(Beginning of Passage provided)

Machine Learning as Statistical Data Assimilation

TL;DR

This paper establishes a strong analogy between neural network training and statistical data assimilation, offering new insights into optimization, network design, and the theoretical understanding of deep learning through variational methods.

Contribution

It introduces a formal equivalence between ML and data assimilation, proposing a variational annealing approach for optimal network design and analyzing continuous-layer models as boundary value problems.

Findings

Variational annealing aids in finding global minima in ML.

Continuous layers lead to differential equation formulations.

Back propagation is interpreted via Hamiltonian mechanics.

(End of Passage provided)

→ Problems and tasks:
1. In the summary of the paper on machine learning as statistical data assimilation, how is back propagation interpreted?
2. In the summary of the machine learning and data assimilation paper, rewrite the portion between "It introduces a" and "minima in ML.", inclusive, substituting "initial value problems" for "boundary value problems".
3. Resume the summary of the paper on machine learning as statistical data assimilation, picking up after its final line.
The entries after this summary are separate material and are unrelated to it.

(Beginning of Dataset content)

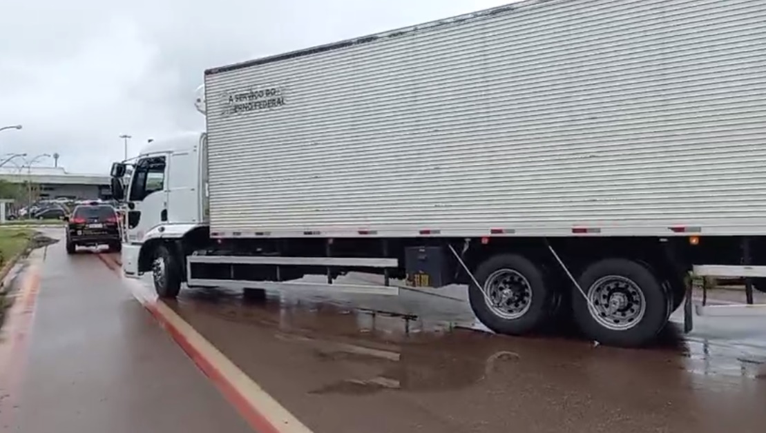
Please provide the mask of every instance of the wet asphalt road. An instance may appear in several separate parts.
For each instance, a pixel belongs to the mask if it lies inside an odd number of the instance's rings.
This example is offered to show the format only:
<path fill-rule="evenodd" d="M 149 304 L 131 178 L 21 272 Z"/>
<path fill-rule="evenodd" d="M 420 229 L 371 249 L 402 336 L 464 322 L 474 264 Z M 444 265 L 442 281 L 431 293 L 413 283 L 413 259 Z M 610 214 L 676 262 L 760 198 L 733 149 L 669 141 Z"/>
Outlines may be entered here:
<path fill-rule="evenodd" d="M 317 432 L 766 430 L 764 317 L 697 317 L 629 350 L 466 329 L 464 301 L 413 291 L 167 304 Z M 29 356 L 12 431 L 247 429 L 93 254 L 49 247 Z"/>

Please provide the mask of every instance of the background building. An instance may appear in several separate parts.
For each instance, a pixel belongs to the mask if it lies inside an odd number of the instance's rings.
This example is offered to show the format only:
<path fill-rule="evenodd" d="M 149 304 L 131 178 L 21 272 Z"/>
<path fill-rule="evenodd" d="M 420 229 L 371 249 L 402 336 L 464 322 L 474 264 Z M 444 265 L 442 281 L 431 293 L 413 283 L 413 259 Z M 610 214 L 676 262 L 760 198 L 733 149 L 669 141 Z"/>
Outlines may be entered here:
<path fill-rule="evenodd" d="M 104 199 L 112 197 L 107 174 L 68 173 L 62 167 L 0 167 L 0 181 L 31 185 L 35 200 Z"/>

(End of Dataset content)
(Beginning of Dataset content)

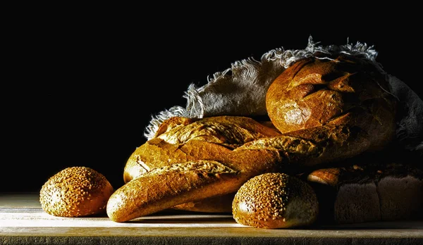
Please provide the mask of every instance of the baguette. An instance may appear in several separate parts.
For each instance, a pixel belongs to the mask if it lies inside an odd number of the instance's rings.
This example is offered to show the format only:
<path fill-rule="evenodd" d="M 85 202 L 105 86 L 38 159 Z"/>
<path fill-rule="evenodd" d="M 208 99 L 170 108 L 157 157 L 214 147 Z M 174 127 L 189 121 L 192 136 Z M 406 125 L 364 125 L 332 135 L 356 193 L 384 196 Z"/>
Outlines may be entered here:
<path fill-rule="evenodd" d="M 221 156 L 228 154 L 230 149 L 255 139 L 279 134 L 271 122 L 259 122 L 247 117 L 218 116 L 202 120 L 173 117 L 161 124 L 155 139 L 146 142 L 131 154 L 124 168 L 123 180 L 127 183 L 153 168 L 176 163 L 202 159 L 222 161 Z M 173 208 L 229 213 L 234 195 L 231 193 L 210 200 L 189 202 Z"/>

(End of Dataset content)
(Beginning of Dataset content)

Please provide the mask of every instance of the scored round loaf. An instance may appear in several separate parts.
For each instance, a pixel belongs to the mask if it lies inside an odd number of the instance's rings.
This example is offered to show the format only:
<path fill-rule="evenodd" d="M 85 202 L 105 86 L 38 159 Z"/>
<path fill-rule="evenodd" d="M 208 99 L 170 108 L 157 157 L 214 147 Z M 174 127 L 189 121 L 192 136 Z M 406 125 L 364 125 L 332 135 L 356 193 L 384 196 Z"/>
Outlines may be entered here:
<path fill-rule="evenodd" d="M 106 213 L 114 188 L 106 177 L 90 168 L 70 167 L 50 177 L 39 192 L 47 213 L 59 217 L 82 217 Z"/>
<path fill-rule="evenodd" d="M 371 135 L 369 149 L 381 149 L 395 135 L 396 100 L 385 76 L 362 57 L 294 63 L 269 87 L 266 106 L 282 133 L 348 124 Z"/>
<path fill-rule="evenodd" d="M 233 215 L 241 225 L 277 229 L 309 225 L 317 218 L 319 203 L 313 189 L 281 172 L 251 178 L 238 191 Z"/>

(End of Dataset content)

→ Task-by-task results:
1. Back propagation is interpreted via Hamiltonian mechanics.

2.
It introduces a formal equivalence between ML and data assimilation, proposing a variational annealing approach for optimal network design and analyzing continuous-layer models as initial value problems.

Findings

Variational annealing aids in finding global minima in ML.

3.
Abstract

We identify a strong equivalence between neural network based machine learning (ML) methods and the formulation of statistical data assimilation (DA), known to be a problem in statistical physics. DA, as used widely in physical and biological sciences, systematically transfers information in observations to a model of the processes producing the observations. The correspondence is that layer label in the ML setting is the analog of time in the data assimilation setting. Utilizing aspects of this equivalence we discuss how to establish the global minimum of the cost functions in the ML context, using a variational annealing method from DA. This provides a design method for optimal networks for ML applications and may serve as the basis for understanding the success of "deep learning". Results from an ML example are presented. When the layer label is taken to be continuous, the Euler-Lagrange equation for the ML optimization problem is an ordinary differential equation, and we see that the problem being solved is a two point boundary value problem. The use of continuous layers is denoted "deepest learning". The Hamiltonian version provides a direct rationale for back propagation as a solution method for the canonical momentum; however, it suggests other solution methods are to be preferred.